Reading text:
"""

Gianfranco "Franco" Comotti (July 24, 1906 – May 10, 1963) was an Italian racecar driver. He participated in two World Championship Formula One Grands Prix, debuting on 3 September 1950. He scored no championship points. He also participated in numerous non-Championship Formula One races.

Racing career
A native of Bergamo, he first appeared at the 1928 Italian Grand Prix in one of Scuderia Materassi’s Talbots. After this race Comotti disappeared from the racing scene but he returned in 1931 when he won the cyclecar race at the Circuito di Alessandria in a Salmson. He then brought an Alfa Romeo Monza sports car to Scuderia Ferrari in Modena for servicing and became an official driver for the team in 1932. In 1934 Comotti won the Grand Prix du Comminges for Ferrari. Later that year he finished third at the 1934 Italian Grand Prix together with Carlo Felice Trossi. Comotti continued to drive for Ferrari until the end of 1935.

In 1937 Comotti moved to France and joined the Talbot team as a test driver. He tested cars for clients and was a reserve driver for the racing team. That year he won the RAC Tourist Trophy at Donington Park. Comotti left the team at the end of the season and joined Laurie and Lucy Schell's Ecurie Bleue racing for 1938, driving a Delahaye. That year he made his first Grand Prix start at Germany, and also made his only start at Le Mans. But he retired early in both races.

After the war Comotti became a test driver of the new Talbot-Lago T26C. He also made some Grand Prix start with that car in 1948. In 1950 Comotti became a test driver for Scuderia Milano and also made his first World Championship Formula One Grands Prix at the Italian Grand Prix. He made his second and last World Championship Grand Prix start at the 1952 French Grand Prix, driving a Ferrari for Scuderia Marzotto.

"""

Dataset excerpts:
"""

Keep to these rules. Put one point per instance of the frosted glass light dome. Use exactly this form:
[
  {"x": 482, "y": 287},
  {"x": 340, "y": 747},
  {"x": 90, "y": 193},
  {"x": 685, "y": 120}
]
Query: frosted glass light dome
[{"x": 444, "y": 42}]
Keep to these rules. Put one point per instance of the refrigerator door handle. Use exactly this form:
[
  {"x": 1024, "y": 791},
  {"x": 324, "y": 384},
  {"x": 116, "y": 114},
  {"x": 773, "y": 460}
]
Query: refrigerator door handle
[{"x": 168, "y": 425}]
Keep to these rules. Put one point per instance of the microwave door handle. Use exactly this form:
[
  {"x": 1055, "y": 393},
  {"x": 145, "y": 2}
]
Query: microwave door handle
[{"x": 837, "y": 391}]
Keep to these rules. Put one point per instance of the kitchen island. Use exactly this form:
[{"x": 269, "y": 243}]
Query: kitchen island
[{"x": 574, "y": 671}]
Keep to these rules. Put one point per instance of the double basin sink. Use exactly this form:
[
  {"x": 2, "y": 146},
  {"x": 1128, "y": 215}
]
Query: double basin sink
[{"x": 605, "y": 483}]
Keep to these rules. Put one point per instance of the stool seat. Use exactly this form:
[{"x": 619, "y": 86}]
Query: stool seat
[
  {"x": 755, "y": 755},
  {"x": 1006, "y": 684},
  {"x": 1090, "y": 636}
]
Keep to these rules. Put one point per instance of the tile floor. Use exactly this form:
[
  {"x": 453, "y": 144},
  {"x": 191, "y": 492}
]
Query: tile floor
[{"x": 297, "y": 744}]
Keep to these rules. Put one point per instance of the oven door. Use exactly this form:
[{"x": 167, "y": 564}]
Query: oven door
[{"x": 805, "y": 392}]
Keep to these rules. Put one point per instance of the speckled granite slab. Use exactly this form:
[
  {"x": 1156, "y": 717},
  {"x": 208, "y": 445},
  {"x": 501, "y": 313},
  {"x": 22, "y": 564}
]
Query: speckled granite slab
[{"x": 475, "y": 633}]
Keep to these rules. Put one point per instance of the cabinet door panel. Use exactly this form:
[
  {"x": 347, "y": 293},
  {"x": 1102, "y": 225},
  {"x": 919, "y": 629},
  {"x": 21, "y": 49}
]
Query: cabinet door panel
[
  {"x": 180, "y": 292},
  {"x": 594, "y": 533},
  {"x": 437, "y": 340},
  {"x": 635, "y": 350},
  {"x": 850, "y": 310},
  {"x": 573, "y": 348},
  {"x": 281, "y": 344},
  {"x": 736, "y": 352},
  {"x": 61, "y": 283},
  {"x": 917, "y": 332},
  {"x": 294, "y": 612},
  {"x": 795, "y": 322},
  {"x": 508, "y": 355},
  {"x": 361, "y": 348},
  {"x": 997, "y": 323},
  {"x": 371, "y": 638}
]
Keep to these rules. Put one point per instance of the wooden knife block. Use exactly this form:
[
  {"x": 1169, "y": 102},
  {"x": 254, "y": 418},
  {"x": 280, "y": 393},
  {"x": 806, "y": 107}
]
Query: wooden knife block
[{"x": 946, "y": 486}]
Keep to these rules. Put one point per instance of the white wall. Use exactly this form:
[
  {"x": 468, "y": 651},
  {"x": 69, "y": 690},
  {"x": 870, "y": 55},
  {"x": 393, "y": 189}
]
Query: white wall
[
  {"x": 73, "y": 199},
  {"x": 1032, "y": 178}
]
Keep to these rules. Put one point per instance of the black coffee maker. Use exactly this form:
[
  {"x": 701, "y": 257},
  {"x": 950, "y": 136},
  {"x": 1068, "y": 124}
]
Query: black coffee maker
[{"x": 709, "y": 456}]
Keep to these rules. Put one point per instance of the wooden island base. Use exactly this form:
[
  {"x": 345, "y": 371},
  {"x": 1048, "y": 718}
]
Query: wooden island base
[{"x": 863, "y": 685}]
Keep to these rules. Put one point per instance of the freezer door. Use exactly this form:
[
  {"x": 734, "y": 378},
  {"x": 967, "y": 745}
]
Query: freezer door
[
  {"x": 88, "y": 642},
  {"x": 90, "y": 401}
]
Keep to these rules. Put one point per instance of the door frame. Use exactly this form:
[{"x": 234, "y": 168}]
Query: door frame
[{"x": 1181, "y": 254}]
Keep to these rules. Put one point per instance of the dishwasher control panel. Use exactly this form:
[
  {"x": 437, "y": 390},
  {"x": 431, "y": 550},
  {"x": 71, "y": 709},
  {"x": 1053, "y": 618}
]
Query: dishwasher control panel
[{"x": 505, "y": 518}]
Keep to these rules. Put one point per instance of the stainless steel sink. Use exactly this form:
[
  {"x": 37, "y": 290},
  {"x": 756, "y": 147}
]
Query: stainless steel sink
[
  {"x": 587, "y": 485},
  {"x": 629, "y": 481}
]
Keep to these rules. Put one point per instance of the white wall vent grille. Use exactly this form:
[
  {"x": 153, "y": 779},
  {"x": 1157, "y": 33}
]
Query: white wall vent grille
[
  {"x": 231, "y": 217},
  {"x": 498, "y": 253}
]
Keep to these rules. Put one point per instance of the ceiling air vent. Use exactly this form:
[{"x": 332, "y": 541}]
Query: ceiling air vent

"""

Written request 1: According to the text on Franco Comotti, which race did he win in 1937, and where was it held?
Written request 2: Rewrite the part of the Franco Comotti text that opens with the words "After the war" and closes with "for Scuderia Marzotto.", replacing "Scuderia Milano" with "Scuderia Ambrosiana".

Solution 1: He won the RAC Tourist Trophy at Donington Park.

Solution 2:
After the war Comotti became a test driver of the new Talbot-Lago T26C. He also made some Grand Prix start with that car in 1948. In 1950 Comotti became a test driver for Scuderia Ambrosiana and also made his first World Championship Formula One Grands Prix at the Italian Grand Prix. He made his second and last World Championship Grand Prix start at the 1952 French Grand Prix, driving a Ferrari for Scuderia Marzotto.